§ **Extrait du texte**:
3 JUIN - ROMAN France

Emmanuel Pierrat- Photo OLIVIER DION

A la fin de l'année dernière, au musée de la Chasse et de la Nature, en plein Paris, des individus ont gazé les gardiens et sont repartis avec... une corne de rhinocéros ! C'est que la corne de cette espèce protégée vaut de d'or, voire bien plus : broyée, elle est utilisée en médecine chinoise comme aphrodisiaque : le supposé Viagra bio peut atteindre jusqu'à 250 000 dollars le kilo de poudre. L'avocat et écrivain Emmanuel Pierrat et son frère Jérôme, journaliste et auteur d'ouvrages sur le crime organisé, ont conjugué leurs plumes pour prendre le problème du trafic d'animaux par la corne... de rhinocéros.

§ **Consigne**:
Dressez la liste de toutes les personnes désignées par leur nom dans l'extrait sur le vol de la corne de rhinocéros.

§ **Données d'entrée**:
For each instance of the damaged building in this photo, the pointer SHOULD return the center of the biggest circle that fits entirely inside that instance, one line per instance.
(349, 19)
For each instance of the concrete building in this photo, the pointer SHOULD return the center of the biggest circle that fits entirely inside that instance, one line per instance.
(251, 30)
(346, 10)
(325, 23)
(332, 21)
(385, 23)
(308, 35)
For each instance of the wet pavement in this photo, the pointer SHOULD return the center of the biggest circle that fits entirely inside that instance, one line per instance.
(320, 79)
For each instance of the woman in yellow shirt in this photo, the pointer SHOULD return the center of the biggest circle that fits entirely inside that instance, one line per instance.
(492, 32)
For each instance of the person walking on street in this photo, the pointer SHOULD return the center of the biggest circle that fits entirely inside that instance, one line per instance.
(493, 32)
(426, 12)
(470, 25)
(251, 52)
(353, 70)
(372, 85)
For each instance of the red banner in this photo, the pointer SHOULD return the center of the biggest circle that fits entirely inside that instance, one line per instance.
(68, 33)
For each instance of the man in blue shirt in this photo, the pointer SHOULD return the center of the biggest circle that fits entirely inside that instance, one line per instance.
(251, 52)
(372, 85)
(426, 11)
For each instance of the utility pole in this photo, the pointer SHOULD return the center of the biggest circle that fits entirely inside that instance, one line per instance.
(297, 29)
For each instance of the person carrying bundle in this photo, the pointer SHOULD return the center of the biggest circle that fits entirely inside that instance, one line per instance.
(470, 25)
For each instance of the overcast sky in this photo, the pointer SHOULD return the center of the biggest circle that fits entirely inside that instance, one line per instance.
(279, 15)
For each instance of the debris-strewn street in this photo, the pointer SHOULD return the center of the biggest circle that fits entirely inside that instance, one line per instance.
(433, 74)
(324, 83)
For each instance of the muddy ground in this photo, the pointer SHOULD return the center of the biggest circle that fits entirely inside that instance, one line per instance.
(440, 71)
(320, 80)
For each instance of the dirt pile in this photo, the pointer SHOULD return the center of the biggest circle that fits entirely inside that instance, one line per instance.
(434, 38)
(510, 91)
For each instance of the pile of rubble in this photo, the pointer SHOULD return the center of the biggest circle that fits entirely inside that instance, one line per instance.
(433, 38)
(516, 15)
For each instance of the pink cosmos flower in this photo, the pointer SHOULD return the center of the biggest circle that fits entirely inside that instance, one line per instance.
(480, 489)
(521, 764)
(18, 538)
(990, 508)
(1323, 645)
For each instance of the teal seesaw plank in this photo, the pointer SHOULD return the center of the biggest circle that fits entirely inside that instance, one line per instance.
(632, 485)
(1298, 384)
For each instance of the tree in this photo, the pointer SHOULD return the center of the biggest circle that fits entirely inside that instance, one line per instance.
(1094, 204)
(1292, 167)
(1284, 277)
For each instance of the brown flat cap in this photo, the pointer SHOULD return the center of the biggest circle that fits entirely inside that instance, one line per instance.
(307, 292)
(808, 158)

§ **Réponse**:
Emmanuel Pierrat, Jérôme, Olivier Dion